Requirements:
Count how many lines in the entries below contain the string "blue" and reply with that number alone.

Data entries:
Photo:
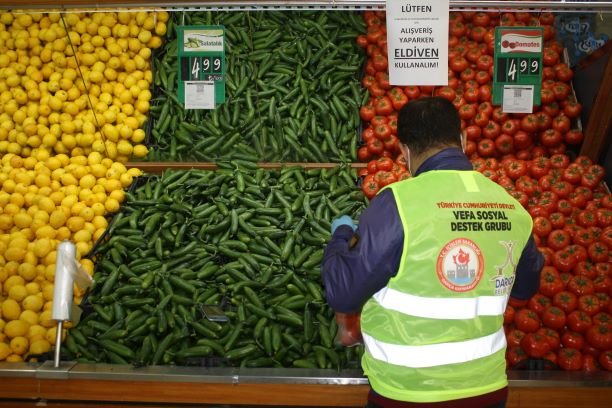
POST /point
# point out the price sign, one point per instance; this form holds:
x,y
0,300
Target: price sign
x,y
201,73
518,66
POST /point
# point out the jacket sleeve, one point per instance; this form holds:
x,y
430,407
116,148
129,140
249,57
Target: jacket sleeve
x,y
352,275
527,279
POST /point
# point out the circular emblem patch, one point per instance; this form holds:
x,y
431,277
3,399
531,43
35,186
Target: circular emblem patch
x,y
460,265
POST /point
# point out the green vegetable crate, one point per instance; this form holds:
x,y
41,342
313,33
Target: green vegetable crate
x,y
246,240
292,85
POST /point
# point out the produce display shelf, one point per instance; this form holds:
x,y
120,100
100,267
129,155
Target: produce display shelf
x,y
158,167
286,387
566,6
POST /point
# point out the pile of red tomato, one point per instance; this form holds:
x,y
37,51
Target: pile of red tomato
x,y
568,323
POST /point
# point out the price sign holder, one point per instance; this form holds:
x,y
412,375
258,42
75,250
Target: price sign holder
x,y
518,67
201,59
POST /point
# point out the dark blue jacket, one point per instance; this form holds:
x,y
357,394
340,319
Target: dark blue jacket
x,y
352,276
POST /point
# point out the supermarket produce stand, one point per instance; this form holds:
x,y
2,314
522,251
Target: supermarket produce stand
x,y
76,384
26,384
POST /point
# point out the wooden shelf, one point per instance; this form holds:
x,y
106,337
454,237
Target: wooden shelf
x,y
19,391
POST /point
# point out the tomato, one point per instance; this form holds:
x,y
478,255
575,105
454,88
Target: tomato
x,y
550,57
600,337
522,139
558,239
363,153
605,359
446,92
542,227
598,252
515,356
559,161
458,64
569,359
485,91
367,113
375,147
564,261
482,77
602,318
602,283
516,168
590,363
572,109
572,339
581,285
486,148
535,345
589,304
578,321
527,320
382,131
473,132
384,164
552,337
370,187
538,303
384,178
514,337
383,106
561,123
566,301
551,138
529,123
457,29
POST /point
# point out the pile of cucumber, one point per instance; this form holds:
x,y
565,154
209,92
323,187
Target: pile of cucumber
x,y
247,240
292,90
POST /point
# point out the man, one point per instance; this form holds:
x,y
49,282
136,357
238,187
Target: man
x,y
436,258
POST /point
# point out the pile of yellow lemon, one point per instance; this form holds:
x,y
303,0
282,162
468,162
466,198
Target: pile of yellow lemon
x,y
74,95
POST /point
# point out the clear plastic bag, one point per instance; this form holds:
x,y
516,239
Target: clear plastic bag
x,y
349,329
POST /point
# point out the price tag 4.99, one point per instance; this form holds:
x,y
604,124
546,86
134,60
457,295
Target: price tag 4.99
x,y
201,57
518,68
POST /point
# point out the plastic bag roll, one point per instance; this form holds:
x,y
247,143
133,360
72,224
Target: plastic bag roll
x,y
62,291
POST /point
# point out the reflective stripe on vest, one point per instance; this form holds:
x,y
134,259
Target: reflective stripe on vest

Result below:
2